____ KUTIPAN TEKS

Oleh Dahlan Iskan
POLITIK tidak harus selalu serius. Lihatlah UU yang baru lahir pekan lalu ini: anggota Senat diharuskan pakai jas, dasi, celana panjang, sepatu kulit, dan terlihat terhormat. Tidak boleh masuk ruang sidang dengan pakai celana cingkrang, sepanjang bawah lutut dengan kombinasi jaket kombor dan sepatu kets.
UU baru itu disetujui dengan sangat kilat. Lebih cepat dari UU Omnibus Tenaga Kerja maupun Omnibus Kesehatan di Indonesia.
‘Undang-undang Pakaian Terhormat’ ini tidak perlu waktu pembahasan hitungan bulan. Tidak pula minggu. Pun hari. Hanya beberapa jam saja.
Siang hari dua orang anggota Senat Amerika Serikat mengajukan rancangan. Seorang dari partai Demokrat: Joe Manchin dari West Virginia. Seorang lagi dari partai Republik: Mitt Romney dari Utah. Malamnya usul itu disahkan sebagai peraturan baru.
Memang ada pemicu yang membuat wakil rakyat negara bagian itu terdorong bikin aturan baru. Sudah setahun lebih ada satu anggota Senat yang masuk parlemen dengan pakaian semau-maunya sendiri: John Fetterman. Wakil dari Pennsylvania.
John datang ke Senat seperti sedang akan menyiangi bunga di taman di rumahnya. Sepatunya kets. Celananya kusam, sebatas sedikit di bawah lutut. Bajunya jaket kombor yang juga seperti jarang dicuci. Boro-boro dasi.

________
____ DAFTAR ENTRI

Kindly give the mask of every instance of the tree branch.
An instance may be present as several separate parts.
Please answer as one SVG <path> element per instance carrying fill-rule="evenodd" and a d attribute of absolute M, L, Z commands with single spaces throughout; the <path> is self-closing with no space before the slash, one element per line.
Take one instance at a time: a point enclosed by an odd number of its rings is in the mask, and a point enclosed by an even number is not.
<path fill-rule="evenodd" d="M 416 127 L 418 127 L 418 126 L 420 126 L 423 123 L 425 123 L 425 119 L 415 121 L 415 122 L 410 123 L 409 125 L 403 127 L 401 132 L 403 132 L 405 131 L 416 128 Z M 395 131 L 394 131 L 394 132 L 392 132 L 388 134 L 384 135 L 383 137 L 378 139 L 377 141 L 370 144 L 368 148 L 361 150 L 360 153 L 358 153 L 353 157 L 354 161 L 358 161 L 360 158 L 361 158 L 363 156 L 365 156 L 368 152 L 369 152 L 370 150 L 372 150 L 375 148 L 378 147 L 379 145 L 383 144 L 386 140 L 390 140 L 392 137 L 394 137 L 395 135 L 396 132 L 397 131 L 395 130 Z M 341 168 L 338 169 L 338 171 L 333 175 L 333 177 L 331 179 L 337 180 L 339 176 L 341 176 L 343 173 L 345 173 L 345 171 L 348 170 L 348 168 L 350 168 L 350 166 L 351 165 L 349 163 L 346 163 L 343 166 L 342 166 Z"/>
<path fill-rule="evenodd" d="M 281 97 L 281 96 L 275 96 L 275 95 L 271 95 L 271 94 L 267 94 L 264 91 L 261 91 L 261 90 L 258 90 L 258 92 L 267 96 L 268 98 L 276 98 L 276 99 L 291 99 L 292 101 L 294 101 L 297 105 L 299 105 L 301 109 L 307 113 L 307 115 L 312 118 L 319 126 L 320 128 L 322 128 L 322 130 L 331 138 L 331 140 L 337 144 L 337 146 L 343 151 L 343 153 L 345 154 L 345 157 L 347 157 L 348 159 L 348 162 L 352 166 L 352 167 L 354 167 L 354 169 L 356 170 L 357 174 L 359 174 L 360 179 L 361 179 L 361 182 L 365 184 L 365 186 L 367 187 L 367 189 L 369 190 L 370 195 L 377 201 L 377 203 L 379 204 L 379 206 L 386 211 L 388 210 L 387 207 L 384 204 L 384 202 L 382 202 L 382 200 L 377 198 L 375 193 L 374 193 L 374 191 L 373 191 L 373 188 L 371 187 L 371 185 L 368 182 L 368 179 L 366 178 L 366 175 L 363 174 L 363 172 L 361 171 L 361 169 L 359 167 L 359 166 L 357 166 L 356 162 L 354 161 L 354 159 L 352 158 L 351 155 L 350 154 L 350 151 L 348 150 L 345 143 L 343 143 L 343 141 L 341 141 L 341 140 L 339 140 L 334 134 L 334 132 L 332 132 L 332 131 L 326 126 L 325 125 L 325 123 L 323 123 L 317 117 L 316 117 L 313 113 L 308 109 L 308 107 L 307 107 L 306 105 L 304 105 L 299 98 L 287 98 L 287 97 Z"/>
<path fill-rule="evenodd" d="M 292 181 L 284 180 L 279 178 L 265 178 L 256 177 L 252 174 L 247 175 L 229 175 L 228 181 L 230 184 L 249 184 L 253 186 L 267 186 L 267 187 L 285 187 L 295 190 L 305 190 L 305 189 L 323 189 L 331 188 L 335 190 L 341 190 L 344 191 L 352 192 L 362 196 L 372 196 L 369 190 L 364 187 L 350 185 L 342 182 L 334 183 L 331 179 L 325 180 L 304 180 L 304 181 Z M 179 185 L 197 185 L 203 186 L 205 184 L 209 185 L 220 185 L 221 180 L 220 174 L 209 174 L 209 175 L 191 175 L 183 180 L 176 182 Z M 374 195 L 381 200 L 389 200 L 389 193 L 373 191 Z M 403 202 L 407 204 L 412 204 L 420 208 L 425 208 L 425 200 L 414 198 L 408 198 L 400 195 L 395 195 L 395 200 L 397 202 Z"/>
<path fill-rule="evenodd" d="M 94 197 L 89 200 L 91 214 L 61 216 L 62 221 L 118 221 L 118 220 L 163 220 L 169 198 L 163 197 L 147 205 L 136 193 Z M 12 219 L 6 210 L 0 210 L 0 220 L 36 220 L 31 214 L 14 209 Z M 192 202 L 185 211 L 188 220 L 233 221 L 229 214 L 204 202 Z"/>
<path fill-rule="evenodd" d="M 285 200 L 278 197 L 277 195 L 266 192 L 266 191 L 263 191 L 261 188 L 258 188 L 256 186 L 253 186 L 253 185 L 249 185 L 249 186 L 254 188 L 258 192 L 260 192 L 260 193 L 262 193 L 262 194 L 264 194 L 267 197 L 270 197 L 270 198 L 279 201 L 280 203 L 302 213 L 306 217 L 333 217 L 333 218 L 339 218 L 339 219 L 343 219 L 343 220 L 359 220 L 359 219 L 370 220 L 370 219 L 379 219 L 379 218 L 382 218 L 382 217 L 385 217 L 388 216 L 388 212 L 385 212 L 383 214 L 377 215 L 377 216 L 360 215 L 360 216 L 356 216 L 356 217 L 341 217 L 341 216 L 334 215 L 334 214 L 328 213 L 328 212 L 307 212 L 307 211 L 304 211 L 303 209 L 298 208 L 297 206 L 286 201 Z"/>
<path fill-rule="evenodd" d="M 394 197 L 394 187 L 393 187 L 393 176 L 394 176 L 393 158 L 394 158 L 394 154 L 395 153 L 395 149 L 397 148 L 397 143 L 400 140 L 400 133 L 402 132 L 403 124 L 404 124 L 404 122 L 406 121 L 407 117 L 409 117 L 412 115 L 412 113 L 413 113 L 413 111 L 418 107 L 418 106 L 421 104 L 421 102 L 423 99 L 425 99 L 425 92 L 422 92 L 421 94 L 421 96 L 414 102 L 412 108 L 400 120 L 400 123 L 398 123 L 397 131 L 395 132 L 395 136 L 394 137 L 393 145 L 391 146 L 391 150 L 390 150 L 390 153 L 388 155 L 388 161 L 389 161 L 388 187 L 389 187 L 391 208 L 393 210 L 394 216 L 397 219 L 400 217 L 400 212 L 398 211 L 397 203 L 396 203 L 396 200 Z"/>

________

• _DESKRIPSI SOAL_:
Dalam kutipan teks tentang aturan berpakaian anggota Senat, John Fetterman disebut sebagai wakil dari negara bagian mana?

• _JAWABAN LATIHAN_:
John Fetterman adalah wakil dari Pennsylvania.